▶ [TASK TO COMPLETE]:
In the listing, change "instance" to "occurrence" from the line with "Where can the orange plasticine" up to and including the line with "pixel 1180 748". Give back only those lines, with everything else left as it is.

▶ [LISTED RECORDS]:
=======

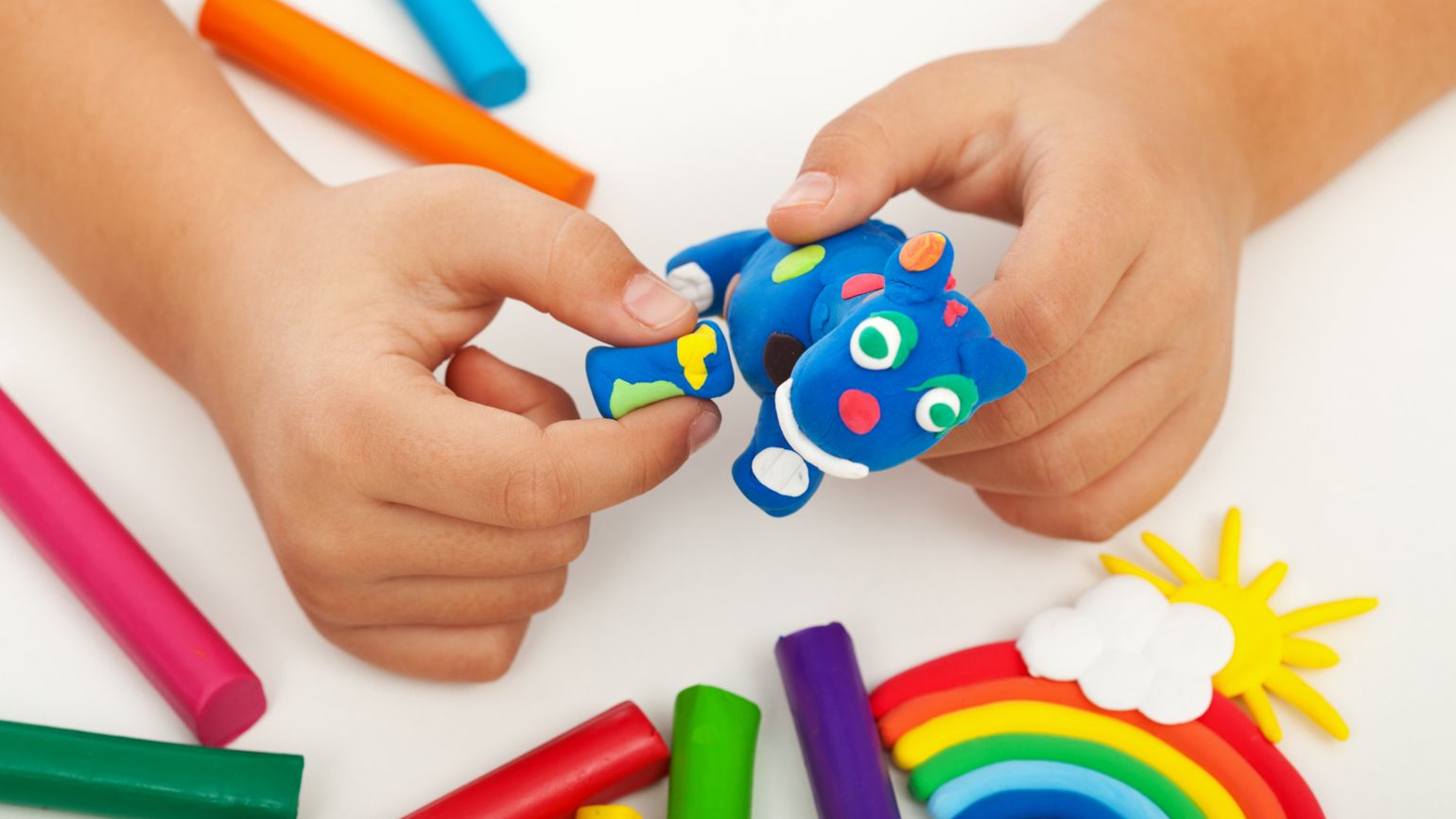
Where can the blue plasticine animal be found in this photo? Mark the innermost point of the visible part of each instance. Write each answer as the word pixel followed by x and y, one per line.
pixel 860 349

=======

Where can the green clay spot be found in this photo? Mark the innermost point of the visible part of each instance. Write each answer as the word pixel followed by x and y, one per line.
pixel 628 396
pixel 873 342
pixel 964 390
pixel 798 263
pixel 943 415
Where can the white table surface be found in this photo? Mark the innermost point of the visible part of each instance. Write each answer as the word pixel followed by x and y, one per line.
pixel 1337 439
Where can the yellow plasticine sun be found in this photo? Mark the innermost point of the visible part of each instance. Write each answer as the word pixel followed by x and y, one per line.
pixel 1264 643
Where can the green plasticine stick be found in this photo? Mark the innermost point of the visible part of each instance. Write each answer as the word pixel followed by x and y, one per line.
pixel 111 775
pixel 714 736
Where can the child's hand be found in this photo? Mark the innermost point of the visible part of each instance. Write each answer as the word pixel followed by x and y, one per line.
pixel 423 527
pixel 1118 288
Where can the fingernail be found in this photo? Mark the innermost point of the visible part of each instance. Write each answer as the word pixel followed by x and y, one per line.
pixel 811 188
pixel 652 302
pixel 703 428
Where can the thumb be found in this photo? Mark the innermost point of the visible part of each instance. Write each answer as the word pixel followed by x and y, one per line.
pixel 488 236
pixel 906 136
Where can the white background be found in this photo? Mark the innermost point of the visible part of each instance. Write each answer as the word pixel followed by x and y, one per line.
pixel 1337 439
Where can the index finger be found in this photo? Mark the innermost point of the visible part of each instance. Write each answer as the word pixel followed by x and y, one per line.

=======

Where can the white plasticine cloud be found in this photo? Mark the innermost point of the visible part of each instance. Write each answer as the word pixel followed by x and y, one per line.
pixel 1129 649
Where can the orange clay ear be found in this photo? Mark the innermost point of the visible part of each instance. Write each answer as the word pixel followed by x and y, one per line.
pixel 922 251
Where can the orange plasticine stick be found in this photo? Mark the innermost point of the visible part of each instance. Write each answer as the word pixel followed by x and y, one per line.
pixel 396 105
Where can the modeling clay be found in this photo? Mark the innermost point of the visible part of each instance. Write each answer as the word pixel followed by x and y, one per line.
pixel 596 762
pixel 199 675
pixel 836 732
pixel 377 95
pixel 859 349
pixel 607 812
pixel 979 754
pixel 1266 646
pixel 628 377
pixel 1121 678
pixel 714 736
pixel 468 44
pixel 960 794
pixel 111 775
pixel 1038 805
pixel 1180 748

=======

▶ [TASK OUTPUT]:
Where can the orange plasticine stick be found in this photo? Mark the innermost point of the visible part of each occurrence. Write each answer as the word pixel followed by x and y, one per line.
pixel 396 105
Where can the modeling clay be found in this photo? Mark the innermost point of the visible part of each occurrence. Write each answer as the word pixel followed by x and y, one per line.
pixel 596 762
pixel 199 675
pixel 836 732
pixel 377 95
pixel 859 349
pixel 607 812
pixel 979 754
pixel 1266 646
pixel 628 377
pixel 1121 678
pixel 714 736
pixel 468 44
pixel 960 794
pixel 111 775
pixel 1038 805
pixel 1180 748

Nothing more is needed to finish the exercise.